WHAT THE EXERCISE ASKS:
Please look for the string "flowering" below and report every line in which it occurs.

RECORDS FOR THE EXERCISE:

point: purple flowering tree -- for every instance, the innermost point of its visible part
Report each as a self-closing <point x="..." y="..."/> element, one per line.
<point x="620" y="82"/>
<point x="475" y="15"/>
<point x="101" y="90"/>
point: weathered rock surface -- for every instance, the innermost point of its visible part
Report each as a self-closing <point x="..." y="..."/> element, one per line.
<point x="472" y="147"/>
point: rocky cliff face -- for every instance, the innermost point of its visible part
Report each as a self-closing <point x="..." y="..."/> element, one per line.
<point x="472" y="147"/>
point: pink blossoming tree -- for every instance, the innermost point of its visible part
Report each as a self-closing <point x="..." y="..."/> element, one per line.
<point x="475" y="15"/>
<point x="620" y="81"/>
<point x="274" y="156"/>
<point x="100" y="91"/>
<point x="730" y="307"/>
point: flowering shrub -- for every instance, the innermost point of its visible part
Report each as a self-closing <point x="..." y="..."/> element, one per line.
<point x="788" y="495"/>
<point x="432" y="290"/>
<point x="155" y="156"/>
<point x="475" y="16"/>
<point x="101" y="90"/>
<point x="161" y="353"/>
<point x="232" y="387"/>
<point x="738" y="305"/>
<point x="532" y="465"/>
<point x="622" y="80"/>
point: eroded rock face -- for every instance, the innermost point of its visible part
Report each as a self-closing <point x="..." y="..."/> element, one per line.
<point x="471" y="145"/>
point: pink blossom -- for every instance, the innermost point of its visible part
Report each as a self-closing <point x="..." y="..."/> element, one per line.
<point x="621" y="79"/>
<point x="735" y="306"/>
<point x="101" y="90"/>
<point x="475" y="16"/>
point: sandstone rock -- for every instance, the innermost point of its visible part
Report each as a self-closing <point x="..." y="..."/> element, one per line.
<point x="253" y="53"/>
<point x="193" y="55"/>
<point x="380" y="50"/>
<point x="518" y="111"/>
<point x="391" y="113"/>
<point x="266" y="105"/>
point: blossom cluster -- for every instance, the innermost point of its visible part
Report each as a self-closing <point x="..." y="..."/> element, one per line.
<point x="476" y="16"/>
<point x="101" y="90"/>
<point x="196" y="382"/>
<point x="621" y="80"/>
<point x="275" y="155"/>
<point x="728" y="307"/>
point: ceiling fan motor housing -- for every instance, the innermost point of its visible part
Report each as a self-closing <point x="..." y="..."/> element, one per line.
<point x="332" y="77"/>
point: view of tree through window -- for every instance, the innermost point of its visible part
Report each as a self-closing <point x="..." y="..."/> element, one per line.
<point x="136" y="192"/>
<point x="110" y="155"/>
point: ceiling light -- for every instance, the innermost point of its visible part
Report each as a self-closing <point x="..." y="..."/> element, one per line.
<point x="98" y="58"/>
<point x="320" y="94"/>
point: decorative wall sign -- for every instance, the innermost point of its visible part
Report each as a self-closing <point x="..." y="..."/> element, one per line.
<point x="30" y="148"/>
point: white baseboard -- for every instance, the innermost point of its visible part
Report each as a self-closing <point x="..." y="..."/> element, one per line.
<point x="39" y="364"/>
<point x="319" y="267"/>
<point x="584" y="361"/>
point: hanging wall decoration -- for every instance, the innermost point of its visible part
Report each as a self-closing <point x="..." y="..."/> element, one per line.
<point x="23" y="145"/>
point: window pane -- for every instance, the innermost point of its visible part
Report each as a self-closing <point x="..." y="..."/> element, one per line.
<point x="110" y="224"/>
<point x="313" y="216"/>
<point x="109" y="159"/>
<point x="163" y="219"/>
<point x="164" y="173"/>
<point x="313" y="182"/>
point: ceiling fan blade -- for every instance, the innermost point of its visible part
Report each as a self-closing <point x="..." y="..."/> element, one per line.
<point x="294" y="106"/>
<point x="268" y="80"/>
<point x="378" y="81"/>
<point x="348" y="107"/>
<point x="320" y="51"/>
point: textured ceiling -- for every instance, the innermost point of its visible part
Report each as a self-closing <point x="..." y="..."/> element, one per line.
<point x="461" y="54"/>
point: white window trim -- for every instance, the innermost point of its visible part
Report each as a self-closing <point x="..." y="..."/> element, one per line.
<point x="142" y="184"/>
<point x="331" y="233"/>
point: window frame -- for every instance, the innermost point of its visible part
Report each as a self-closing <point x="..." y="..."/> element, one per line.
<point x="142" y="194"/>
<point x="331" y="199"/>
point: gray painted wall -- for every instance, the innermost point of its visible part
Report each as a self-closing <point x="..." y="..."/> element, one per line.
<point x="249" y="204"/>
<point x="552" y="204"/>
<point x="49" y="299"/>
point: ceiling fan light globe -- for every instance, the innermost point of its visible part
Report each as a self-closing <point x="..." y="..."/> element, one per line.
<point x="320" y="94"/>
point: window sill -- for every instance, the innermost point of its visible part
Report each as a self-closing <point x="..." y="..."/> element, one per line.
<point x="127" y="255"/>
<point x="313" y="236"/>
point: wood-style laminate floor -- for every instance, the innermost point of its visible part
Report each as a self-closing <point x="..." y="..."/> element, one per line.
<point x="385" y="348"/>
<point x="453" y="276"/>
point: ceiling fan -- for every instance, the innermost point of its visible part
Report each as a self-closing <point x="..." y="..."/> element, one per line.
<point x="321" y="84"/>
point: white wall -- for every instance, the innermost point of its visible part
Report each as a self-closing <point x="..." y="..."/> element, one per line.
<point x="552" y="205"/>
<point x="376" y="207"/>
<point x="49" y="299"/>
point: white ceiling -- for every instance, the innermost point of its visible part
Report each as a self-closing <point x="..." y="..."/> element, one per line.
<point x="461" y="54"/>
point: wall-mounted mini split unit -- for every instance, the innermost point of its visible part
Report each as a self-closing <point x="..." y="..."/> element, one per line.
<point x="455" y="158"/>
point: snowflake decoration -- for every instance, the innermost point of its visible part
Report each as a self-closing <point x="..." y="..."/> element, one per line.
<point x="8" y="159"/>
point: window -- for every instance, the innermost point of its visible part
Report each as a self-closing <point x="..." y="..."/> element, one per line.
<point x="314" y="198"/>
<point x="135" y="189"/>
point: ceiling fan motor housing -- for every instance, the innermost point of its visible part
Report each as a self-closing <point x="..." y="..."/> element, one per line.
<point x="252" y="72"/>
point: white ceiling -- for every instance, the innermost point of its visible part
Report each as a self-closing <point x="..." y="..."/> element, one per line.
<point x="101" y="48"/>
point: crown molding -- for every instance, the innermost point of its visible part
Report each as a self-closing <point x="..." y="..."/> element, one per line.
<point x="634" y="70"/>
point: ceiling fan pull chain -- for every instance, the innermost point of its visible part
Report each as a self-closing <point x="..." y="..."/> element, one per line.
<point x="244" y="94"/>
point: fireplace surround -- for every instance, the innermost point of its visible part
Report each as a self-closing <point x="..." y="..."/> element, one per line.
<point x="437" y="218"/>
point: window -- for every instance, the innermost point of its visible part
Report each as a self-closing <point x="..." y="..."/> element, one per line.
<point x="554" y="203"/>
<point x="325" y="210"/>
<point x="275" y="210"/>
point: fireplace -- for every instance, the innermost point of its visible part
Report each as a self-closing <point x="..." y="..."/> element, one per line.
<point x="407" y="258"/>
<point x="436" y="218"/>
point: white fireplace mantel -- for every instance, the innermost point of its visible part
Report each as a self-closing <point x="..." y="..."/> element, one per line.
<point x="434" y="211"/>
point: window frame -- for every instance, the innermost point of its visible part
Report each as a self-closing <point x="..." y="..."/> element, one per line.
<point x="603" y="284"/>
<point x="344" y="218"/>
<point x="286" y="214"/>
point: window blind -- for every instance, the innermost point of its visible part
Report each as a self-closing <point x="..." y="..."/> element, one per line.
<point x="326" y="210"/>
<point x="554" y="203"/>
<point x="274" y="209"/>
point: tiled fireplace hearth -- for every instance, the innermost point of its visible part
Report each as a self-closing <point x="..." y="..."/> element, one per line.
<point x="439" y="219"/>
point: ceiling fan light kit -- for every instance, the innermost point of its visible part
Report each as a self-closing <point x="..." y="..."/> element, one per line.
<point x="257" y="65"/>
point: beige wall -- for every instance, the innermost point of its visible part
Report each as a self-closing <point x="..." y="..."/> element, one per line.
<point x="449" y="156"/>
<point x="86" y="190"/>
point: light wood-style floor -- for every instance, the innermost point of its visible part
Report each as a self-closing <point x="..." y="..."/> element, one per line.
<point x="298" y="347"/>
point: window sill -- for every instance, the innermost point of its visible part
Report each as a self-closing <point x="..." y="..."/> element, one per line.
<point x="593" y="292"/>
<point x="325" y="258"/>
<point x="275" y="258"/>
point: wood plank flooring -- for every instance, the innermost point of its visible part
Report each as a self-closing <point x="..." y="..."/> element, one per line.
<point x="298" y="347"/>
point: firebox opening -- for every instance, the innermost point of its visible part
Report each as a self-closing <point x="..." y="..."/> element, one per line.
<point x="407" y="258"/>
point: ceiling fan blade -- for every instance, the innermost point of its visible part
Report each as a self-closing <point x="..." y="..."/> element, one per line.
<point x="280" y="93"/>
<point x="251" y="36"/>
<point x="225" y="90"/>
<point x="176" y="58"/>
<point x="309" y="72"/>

* * *

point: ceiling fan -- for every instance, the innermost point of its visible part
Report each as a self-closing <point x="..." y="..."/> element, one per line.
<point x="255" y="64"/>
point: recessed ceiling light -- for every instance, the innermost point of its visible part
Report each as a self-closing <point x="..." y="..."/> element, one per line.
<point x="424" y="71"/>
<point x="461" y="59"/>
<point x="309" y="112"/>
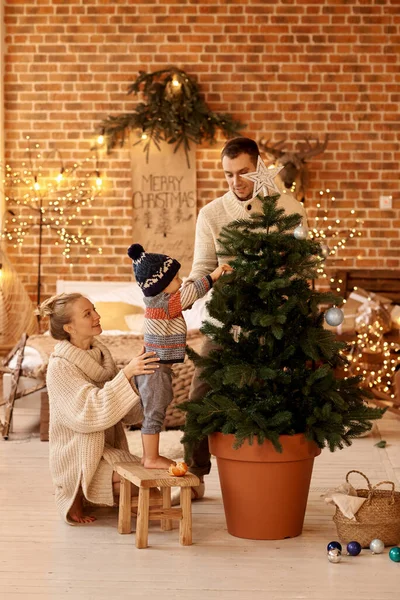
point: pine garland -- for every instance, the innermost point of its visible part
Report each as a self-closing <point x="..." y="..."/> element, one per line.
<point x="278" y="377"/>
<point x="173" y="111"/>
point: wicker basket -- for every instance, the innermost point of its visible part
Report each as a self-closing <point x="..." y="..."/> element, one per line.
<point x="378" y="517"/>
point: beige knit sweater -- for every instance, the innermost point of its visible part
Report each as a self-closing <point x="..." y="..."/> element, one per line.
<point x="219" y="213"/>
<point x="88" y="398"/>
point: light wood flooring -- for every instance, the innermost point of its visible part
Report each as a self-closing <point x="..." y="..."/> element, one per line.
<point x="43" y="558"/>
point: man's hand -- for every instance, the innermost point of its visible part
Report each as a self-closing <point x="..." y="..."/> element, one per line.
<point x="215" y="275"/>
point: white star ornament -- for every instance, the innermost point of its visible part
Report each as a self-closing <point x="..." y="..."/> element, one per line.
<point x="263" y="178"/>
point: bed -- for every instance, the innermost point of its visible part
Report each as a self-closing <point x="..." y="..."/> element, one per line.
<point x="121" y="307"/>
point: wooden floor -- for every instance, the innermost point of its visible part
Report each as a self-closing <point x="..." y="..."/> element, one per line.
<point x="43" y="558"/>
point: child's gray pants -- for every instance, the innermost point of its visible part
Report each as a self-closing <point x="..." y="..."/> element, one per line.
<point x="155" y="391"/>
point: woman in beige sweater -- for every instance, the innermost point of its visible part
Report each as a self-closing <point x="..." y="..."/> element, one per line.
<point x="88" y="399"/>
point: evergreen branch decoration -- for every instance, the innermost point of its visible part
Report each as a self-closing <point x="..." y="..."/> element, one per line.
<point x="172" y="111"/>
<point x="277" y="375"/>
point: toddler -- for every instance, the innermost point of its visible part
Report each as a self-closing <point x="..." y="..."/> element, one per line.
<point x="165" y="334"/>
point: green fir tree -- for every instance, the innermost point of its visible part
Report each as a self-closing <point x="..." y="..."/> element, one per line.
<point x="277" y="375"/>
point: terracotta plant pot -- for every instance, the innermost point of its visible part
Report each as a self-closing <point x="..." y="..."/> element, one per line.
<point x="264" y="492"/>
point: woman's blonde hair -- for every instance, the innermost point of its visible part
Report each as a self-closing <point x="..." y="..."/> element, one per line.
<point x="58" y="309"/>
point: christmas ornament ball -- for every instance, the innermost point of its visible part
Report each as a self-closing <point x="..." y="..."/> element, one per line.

EXERCISE RESPONSE:
point: purple flowering tree -- for every instance, the innermost point of its visible part
point: flowering shrub -- for every instance, the innermost point of its visible part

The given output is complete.